▸ **PROBLEM TO WORK ON**: Can you extract every line of the records below word for word, leaving the pictures out of your answer?

RECORDS SHOWN start

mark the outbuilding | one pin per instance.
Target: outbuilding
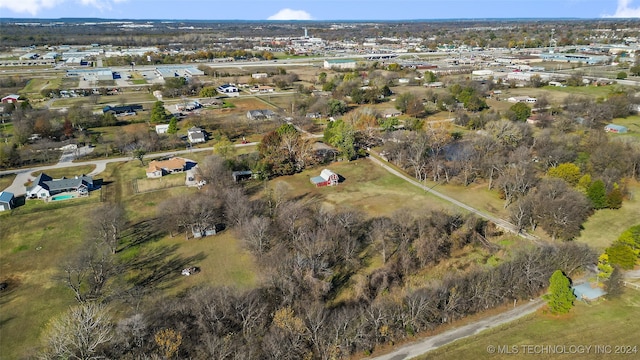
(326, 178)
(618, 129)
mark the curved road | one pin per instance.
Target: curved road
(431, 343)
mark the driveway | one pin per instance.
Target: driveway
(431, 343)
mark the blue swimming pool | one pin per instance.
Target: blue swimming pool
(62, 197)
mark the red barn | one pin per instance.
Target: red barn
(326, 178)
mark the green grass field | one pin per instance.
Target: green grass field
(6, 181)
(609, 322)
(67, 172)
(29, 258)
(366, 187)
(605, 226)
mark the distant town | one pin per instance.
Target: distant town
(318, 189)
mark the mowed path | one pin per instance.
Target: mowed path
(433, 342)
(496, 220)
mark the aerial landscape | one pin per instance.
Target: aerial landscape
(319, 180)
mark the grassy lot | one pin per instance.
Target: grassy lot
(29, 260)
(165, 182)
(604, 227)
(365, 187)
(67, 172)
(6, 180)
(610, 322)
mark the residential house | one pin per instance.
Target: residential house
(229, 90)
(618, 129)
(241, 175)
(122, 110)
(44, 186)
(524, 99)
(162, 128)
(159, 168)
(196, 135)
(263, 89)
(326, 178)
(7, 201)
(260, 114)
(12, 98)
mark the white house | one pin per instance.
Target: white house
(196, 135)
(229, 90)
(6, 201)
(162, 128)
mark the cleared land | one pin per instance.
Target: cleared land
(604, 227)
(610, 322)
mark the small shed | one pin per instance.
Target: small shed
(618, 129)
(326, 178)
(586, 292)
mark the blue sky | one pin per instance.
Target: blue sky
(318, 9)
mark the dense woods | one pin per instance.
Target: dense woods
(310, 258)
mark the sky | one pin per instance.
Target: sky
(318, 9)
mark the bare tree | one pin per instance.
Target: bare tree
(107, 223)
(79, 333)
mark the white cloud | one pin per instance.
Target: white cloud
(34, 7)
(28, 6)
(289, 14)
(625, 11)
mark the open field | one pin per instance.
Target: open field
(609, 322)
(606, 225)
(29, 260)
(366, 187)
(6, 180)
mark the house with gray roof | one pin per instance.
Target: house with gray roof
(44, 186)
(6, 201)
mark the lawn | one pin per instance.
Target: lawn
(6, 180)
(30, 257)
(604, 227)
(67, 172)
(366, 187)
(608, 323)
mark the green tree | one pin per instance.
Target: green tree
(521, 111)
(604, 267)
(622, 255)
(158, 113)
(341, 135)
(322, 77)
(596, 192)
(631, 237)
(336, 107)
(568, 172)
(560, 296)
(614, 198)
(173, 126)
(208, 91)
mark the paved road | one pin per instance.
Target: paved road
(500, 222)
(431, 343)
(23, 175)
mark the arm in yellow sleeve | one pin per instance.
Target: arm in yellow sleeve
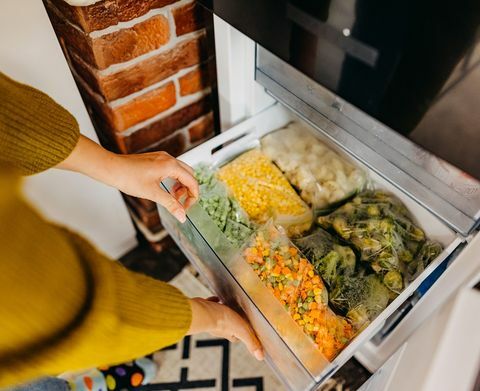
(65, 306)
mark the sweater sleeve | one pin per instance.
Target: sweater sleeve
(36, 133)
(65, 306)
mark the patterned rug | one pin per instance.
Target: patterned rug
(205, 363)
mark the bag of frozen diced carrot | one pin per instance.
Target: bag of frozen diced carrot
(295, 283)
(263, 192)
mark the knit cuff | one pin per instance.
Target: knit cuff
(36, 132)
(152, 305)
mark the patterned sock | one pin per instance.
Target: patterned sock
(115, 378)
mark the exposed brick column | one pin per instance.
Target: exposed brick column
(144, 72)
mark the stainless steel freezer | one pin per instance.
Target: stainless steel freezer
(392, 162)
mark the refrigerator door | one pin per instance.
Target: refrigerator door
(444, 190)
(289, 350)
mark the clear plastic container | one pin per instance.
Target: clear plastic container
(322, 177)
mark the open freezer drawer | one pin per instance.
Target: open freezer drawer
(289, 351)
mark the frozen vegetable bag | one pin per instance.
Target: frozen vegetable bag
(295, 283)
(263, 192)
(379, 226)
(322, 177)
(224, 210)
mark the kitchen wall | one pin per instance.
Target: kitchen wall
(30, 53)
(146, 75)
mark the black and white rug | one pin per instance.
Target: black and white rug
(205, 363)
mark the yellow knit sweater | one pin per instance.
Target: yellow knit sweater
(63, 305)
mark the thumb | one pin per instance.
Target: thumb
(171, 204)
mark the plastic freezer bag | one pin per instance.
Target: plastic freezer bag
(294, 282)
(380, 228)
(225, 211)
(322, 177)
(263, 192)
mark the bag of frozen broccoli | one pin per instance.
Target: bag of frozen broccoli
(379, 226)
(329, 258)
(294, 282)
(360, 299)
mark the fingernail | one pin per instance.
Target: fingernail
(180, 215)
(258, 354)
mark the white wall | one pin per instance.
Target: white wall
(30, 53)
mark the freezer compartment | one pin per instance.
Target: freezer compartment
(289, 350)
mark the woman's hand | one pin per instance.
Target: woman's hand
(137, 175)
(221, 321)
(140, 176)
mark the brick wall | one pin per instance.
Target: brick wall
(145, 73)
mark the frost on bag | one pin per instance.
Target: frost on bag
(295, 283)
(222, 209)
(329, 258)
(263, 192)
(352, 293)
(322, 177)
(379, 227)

RECORDS SHOWN end

▸ **TASK RESULT**:
mark the outbuilding | one pin per instance.
Target: outbuilding
(326, 178)
(618, 129)
mark the curved road | one pin per instance.
Target: curved road
(431, 343)
mark the driveway | one pin per instance.
Target: driveway
(431, 343)
mark the blue swimming pool | one pin per instance.
Target: blue swimming pool
(62, 197)
mark the red barn | one pin per instance.
Target: red barn
(326, 178)
mark the green grass field | one pin per instance.
Target: green grass field
(6, 181)
(609, 322)
(67, 172)
(29, 258)
(366, 187)
(605, 226)
mark the distant town | one pin per instance.
Target: distant town
(318, 189)
mark the mowed path | one pin per instance.
Target: mowed path
(433, 342)
(496, 220)
mark the aerial landscape | one pin per instance.
Target: aerial landscape
(319, 180)
mark the grassy lot | one pin per instance.
Target: grassy lot
(29, 260)
(165, 182)
(604, 227)
(365, 187)
(67, 172)
(6, 180)
(610, 322)
mark the residential house | one pin per instance.
Target: residential house
(229, 90)
(618, 129)
(241, 175)
(122, 110)
(44, 186)
(524, 99)
(162, 128)
(159, 168)
(196, 135)
(263, 89)
(326, 178)
(7, 201)
(260, 114)
(12, 98)
mark the white house | one pin per instance.
Target: white house
(196, 135)
(229, 90)
(6, 201)
(162, 128)
mark the cleared land | one pin per instance.
Target: cleared land
(604, 227)
(610, 322)
mark the small shed | one pin per instance.
Target: small shed
(618, 129)
(326, 178)
(586, 292)
mark the blue sky | one pin per instance.
Target: blue sky
(318, 9)
mark the dense woods | one pin per instance.
Target: dense woods
(310, 258)
mark the sky | one pin per instance.
Target: sky
(318, 9)
mark the bare tree | one pin per instance.
Target: bare tree
(107, 223)
(79, 333)
mark the white cloud | one pin per instance.
Target: white cloud
(34, 7)
(28, 6)
(289, 14)
(625, 11)
mark the open field | one pin per instance.
Target: open field
(609, 322)
(606, 225)
(29, 260)
(366, 187)
(6, 180)
mark the house with gray roof | one pin per instance.
Target: house with gray roof
(44, 186)
(6, 201)
mark the lawn | one pin per instance.
Target: lawn
(6, 180)
(30, 257)
(604, 227)
(67, 172)
(366, 187)
(608, 323)
mark the green tree | one pin per instance.
Target: green tree
(521, 111)
(604, 267)
(622, 255)
(158, 113)
(341, 135)
(322, 77)
(596, 192)
(631, 237)
(336, 107)
(568, 172)
(560, 296)
(614, 198)
(173, 126)
(208, 91)
mark the paved road | one pin per instance.
Target: paved road
(500, 222)
(431, 343)
(23, 175)
mark the arm in yellow sleeve | one pin per instance.
Target: arm in yellow sleeve
(65, 306)
mark the sweater sleeve | one pin per instance.
Target: sweater sleeve
(36, 133)
(65, 306)
mark the patterned rug | one pin per instance.
Target: patterned rug
(205, 363)
mark the bag of frozen diced carrot | one pin per instance.
Target: bag of frozen diced carrot
(295, 283)
(263, 192)
mark the knit cuff | one pin per instance.
Target: knit cuff
(36, 132)
(152, 305)
mark the patterned sock | one pin per instance.
Target: patterned sock
(115, 378)
mark the exposed brick column | one pin per instance.
Target: exposed brick column
(144, 72)
mark the stainless steel freezer | one pin per instance.
Target: stainless steel freezer
(392, 162)
mark the refrigerator door | one pin per instance.
Target: refrigerator door
(444, 190)
(289, 350)
mark the clear plastic container | one pin per instance.
Target: clear plastic container
(322, 177)
mark the open freezer drawer | one pin per instance.
Target: open freezer drawer
(289, 351)
mark the frozen vegetable bag | one pin per instance.
Target: frozen vegetable bag
(295, 283)
(263, 192)
(379, 226)
(322, 177)
(224, 210)
mark the kitchen wall | one pin per instance.
Target: kitchen wall
(30, 53)
(146, 75)
mark the black and white rug | one pin per instance.
Target: black and white rug
(205, 363)
mark the yellow knit sweater | one pin per instance.
Target: yellow knit sweater
(63, 305)
mark the thumb | one pin per instance.
Target: thumb
(171, 204)
mark the plastic freezer bag | one pin per instance.
Target: plastic freezer bag
(294, 282)
(380, 228)
(225, 211)
(322, 177)
(263, 192)
mark the bag of frozen broccoli | one pin per instance.
Target: bag of frozen broccoli
(379, 226)
(329, 258)
(294, 282)
(360, 299)
mark the fingernail | one pin per instance.
Target: fingernail
(180, 215)
(258, 354)
mark the white wall | one pin per instance.
Target: white wall
(30, 53)
mark the freezer compartment | one pin per instance.
Target: freezer compartment
(289, 350)
mark the woman's hand | one pin per instance.
Target: woman's hand
(137, 175)
(221, 321)
(140, 176)
mark the brick wall | one pin per instance.
Target: brick wall
(145, 73)
mark the frost on bag | one pin per instance.
Target: frost on bag
(295, 283)
(222, 209)
(329, 258)
(263, 192)
(352, 293)
(322, 177)
(379, 227)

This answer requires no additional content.